Série de tâches =
[1] Restituez sans rien changer le passage de l'extrait sur la grève qui commence aux mots « Jean-Michel Denis : L’action » et s'arrête après « des années 2000. ».
[2] Traduisez en anglais cette phrase de l'extrait sur la grève : « L’absentéisme est un problème plus important que les grèves. »

Extrait source =
──────
Jean-Michel Denis : L’action collective est de plus en plus compliquée à mettre en place dans les entreprises, notamment à cause de la conjoncture économique et sociale, de la segmentation croissante des entreprises et l’augmentation des entreprises de sous-traitance... Tous ces éléments expliquent pourquoi la grève est difficile à mettre en place et en particulier la grève longue qui a tendance à diminuée depuis le milieu des années 2000.
Depuis 2002 la grève s’affaiblit au profit d’autres types d’actions collectives : grèves plus courtes, croissance de l’absentéisme. On note une forme d’individualisation des mécontentements. Pour les employés qui ne peuvent pas - ou ne veulent pas - exprimer leurs revendications collectivement, l’absentéisme est un moyen explicite, ou non, de contester. L’absentéisme est un problème plus important que les grèves.

Dans quelle mesure les arrêts de travail peuvent être également considérés comme une forme de contestation sociale ?
──────
Données fournies =

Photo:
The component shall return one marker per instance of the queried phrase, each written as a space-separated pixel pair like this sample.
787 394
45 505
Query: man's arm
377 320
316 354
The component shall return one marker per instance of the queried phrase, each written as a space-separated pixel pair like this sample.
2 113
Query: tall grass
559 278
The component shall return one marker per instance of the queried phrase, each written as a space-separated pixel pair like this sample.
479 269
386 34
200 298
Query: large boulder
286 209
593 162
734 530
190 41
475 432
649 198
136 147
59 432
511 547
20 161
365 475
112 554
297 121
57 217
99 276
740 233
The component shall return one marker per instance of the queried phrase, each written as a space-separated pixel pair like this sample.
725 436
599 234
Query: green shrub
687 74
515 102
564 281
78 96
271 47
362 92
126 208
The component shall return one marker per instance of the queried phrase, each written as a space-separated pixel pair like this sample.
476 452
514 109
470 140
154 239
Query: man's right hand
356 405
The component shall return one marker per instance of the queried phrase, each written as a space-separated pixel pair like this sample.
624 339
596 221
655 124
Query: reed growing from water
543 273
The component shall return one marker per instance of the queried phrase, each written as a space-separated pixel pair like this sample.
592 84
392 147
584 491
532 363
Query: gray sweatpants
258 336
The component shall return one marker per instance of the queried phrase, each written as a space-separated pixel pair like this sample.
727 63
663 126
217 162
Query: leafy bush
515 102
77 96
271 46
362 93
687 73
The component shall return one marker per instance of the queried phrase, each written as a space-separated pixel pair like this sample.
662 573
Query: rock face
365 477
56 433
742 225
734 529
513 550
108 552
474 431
──────
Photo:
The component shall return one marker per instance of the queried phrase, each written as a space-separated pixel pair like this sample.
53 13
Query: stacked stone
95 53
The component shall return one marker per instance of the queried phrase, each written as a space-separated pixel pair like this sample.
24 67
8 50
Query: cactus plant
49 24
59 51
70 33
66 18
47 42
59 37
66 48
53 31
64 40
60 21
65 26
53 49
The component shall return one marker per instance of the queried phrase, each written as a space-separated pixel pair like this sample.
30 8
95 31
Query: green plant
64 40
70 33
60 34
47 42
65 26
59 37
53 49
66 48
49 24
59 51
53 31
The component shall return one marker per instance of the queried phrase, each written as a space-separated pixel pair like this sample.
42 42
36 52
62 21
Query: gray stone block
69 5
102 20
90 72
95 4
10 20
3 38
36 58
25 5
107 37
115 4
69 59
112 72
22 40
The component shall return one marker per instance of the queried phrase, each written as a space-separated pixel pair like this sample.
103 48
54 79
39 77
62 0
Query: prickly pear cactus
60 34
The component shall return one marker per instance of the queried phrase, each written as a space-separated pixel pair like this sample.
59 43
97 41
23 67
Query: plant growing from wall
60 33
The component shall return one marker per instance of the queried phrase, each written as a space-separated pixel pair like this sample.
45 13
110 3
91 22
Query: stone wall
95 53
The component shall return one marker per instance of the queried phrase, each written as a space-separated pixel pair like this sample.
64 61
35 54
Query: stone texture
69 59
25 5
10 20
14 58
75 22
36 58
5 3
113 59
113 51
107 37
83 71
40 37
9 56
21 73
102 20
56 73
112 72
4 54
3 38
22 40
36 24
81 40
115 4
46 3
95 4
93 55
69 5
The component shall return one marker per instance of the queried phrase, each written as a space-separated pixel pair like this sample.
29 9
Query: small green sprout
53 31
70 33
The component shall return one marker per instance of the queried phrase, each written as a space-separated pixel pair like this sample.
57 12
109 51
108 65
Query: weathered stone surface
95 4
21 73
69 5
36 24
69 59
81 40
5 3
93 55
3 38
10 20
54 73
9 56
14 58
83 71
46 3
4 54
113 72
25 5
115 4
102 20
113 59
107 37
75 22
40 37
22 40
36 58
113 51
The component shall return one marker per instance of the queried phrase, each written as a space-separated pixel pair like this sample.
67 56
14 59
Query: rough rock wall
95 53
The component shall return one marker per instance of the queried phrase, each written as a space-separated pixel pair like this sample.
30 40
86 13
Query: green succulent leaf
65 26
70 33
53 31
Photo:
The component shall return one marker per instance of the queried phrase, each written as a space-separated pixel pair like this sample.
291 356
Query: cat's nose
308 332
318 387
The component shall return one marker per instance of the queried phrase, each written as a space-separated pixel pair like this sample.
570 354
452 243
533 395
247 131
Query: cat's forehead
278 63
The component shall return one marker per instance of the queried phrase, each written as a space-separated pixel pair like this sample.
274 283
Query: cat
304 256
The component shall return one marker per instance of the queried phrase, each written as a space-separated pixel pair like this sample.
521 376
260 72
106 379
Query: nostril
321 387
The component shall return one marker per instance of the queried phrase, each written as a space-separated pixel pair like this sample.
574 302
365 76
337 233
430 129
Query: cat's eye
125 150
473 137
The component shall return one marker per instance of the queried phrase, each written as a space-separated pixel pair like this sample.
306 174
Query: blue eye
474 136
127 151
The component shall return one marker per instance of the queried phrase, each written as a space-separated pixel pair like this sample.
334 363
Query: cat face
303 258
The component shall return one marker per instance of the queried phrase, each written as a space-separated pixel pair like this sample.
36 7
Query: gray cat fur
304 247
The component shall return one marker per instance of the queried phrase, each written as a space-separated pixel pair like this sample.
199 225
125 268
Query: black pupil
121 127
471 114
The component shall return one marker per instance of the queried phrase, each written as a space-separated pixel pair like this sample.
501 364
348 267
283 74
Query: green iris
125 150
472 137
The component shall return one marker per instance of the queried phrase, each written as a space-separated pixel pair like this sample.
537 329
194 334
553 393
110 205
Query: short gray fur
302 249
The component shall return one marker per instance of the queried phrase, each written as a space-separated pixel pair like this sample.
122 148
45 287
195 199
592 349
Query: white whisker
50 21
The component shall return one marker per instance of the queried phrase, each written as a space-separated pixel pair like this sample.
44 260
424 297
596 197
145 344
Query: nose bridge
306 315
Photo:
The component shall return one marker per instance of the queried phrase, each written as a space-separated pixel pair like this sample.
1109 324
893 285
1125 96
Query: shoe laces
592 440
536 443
──────
Liste des réponses =
[1]
Jean-Michel Denis : L’action collective est de plus en plus compliquée à mettre en place dans les entreprises, notamment à cause de la conjoncture économique et sociale, de la segmentation croissante des entreprises et l’augmentation des entreprises de sous-traitance... Tous ces éléments expliquent pourquoi la grève est difficile à mettre en place et en particulier la grève longue qui a tendance à diminuée depuis le milieu des années 2000.

[2] Absenteeism is a bigger problem than strikes.